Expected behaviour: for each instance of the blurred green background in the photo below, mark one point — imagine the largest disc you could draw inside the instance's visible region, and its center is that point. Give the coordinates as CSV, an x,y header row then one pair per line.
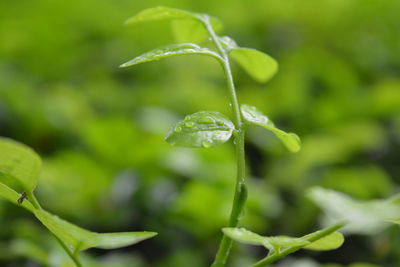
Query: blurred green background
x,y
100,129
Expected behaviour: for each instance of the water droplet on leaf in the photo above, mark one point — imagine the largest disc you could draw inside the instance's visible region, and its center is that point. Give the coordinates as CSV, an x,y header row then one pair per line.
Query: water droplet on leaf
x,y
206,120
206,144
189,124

──────────────────────────────

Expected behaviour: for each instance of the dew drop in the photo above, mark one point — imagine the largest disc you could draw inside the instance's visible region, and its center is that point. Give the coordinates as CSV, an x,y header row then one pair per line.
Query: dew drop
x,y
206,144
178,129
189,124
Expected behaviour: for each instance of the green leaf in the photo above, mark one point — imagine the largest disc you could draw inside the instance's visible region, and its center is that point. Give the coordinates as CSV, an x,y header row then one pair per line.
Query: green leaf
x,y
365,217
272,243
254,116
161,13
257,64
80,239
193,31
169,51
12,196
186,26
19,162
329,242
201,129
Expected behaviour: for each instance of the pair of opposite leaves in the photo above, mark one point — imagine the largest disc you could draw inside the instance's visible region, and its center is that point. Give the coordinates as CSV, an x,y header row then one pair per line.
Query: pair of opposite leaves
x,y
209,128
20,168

──────────────────────────────

■ **AIM OF THE EXERCISE**:
Tell how many lines of the listing contain the string "could", giving the number without any other words.

■ **RESULT BELOW**:
5